Процесс эбертистов проходил в форме так называемой амальгамы. Суть этого приема, изобретение которого приписывается чаще всего Фукье-Тенвилю, прокурору Революционного трибунала, заключалась в следующем. Лица, действительно виновные в тех или иных политических акциях, соединялись механически с группой других лиц, с которыми в реальной жизни не были связаны. Например, к процессу эбертистов была присоединена группа иностранных шпионов — так они по крайней мере были представлены публике — Проли, Перейра, Дефие и другие. Это и было амальгамой: люди, не имевшие ничего общего с эбертистами, были с ними соединены воедино. В процессе участвовал и прямой полицейский агент, который был разоблачен тем, что в конце остался единственным живым из всех участников процесса106.

Знал ли обо всех этих деталях, всех этих правовых нарушениях Робеспьер? Об этом трудно судить, он не был, конечно, вездесущ, и собственно аппарат репрессивных органов не был в его руках — он подчинялся Комитету общественной безопасности, но политическую ответственность за процесс эбертистов он нес. Казнь Эбера, Моморо, Ронсена, Венсана была предрешена Комитетом общественного спасения еще до того, как Революционный трибунал вынес им смертный приговор.

Борьба внутри якобинского блока толкала Робеспьера и дальше. Поражение эбертистов, открытых противников дантонистов, привело к резкому усилению группы «снисходительных». Главным противником были все-таки правые силы, а не левые, и удары по группировкам (обоснованные или нет — это дело особое), чи7 едящимся левыми, объективно усиливали правых. Внешним выражением этой возросшей роли правого крыла, атакующего революционное правительство, было издание газеты «Старый кордельер» Камилла Дему-лена. Из номера в номер Камилл Демулен, талантливый журналист, острый полемист, все несдержаннее, все резче нападал на Комитет общественного спасения.

Для Робеспьера психологически вопрос о борьбе против дантонистов осложнялся тем, что он был связан личной дружбой с Камиллом Демуленом. Они были когда-то школьными товарищами, сидели чуть ли не за одной партой и сохраняли добрые отношения до последних дней. В черновых записях Робеспьера, получивших после его смерти известность под названием «Заметки против дантонистов», Максимилиан Робеспьер писал: «Камилл Демулен по причине изменчивости его воображения и по причине его тщеславия был способен стать слепо преданным приверженцем Фабра и Дантона. Таким путем они толкнули его к преступлению; но они привязали его к себе только ложным патриотизмом, который они напустили на себя. Демулен проявил прямоту и республиканизм, пылко порицая в своей газете Мирабо, Лафайета, Варнава и Ламета в то время, когда они были могущественными и известными, и после того, как он раньше искренне хвалил их»191. Эти примечательные строки показывают, что накануне решающих действий Робеспьер сохранял еще прежнее расположение к Демулену.

### ПОСТАВЛЕННАЯ ЗАДАЧА
Пожалуйста, изложите короче абзац выбранного текста, который начинается словами «Знал ли обо всех этих деталях», и сохраните его главные факты.

### БЛОК ДАННЫХ
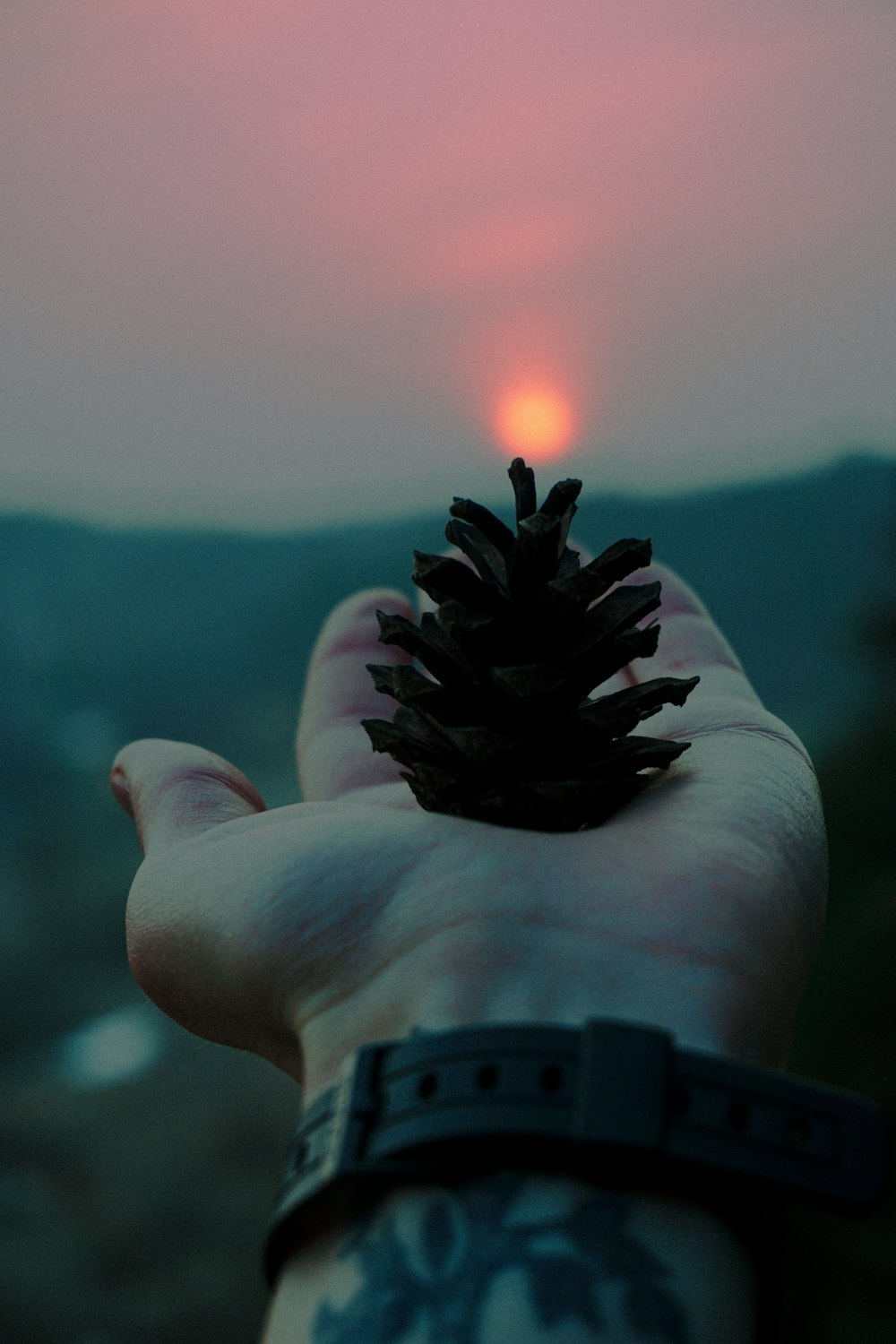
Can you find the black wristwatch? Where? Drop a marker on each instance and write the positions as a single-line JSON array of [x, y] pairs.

### ОТВЕТ НИЖЕ
Трудно судить, знал ли Робеспьер обо всех деталях и правовых нарушениях. Он не был вездесущ, а репрессивный аппарат подчинялся не ему, а Комитету общественной безопасности. Однако политическую ответственность за процесс эбертистов он нес. Комитет общественного спасения предрешил казнь Эбера, Моморо, Ронсена и Венсана еще до того, как Революционный трибунал вынес им смертный приговор.